What the exercise asks
Set down, word for word, the part of the forum thread on Unix dates below that runs between "On Solaris for" and "Annihilannic.", inclusive.

Source text

_____

Tek-Tips is the largest IT community on the Internet today!

Members share and learn making Tek-Tips Forums the best source of peer-reviewed technical information on the Internet!

  • Congratulations derfloh on being selected by the Tek-Tips community for having the most helpful posts in the forums last week. Way to Go!

unix longtime 2099

Status
Not open for further replies.

kasavazala

Programmer
Joined
Jul 25, 2003
Messages
7
Location
US
Can anyone tell me how to get the unix long time for the date 01/01/2099. when i am trying to use mktime from a c program, I am getting -1.
this is the chunk of code i am using
struct tm *tm;
time_t l;
int i;
long ptm;

l = time(&i);
tm = localtime(&i);

tm->tm_year=2099-1900;
tm->tm_mon=0;
tm->tm_mday=1;
tm->tm_hour=0;
tm->tm_sec=0;
tm->tm_min=0;

ptm = mktime(tm);

printf("%ld\n",ptm);

is giving me -1.

thanks in advance.
 
What operating system are you on?

On Solaris for example, from the mktime() man page:

[tt] The tm_year member must be for year 1901 or later. Calendar
times before 20:45:52 UTC, December 13, 1901 or after
03:14:07 UTC, January 19, 2038 cannot be represented. Port-
able applications should not try to create dates before
00:00:00 UTC, January 1, 1970 or after 00:00:00 UTC, January
1, 2038.[/tt]



Annihilannic.

_____

Listed records
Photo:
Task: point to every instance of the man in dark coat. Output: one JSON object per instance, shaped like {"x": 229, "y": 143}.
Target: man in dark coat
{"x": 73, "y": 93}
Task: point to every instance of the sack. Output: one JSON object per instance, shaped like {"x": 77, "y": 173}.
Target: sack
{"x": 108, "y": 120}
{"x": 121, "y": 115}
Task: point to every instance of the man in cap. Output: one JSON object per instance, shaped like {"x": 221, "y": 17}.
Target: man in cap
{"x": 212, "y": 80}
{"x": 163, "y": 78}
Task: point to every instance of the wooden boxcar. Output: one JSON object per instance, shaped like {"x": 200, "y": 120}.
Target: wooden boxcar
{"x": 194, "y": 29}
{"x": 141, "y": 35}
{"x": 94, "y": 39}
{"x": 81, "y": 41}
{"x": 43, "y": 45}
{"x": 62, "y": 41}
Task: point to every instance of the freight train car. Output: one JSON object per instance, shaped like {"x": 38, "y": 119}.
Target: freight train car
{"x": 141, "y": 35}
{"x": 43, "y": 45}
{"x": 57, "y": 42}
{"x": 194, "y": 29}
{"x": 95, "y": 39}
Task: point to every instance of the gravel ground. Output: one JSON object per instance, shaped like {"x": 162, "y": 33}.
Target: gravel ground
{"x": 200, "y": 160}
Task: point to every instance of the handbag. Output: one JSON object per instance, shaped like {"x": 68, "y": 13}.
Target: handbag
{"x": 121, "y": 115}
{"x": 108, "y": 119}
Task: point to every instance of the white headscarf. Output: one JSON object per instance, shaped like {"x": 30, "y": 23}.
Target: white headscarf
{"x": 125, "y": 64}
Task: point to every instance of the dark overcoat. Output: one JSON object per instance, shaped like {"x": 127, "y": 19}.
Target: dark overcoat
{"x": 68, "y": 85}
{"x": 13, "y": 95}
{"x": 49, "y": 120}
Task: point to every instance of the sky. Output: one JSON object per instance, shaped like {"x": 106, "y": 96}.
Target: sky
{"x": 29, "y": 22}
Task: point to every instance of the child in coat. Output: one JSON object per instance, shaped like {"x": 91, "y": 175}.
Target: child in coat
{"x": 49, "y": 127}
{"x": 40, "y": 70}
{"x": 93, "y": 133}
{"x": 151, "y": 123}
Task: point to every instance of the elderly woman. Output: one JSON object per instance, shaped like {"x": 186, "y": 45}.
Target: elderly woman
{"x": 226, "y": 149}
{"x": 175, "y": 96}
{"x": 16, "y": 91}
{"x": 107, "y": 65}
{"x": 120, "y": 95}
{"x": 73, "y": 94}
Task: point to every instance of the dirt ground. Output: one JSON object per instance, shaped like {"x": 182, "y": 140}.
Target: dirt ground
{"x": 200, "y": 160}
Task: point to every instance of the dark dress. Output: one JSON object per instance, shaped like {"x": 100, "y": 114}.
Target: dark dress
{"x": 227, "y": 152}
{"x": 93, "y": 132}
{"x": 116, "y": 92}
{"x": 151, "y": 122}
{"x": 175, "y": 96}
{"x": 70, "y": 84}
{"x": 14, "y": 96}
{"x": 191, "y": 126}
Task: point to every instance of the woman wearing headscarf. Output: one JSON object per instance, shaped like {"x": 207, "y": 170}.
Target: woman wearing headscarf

_____

The output
On Solaris for example, from the mktime() man page:

[tt] The tm_year member must be for year 1901 or later. Calendar
times before 20:45:52 UTC, December 13, 1901 or after
03:14:07 UTC, January 19, 2038 cannot be represented. Port-
able applications should not try to create dates before
00:00:00 UTC, January 1, 1970 or after 00:00:00 UTC, January
1, 2038.[/tt]



Annihilannic.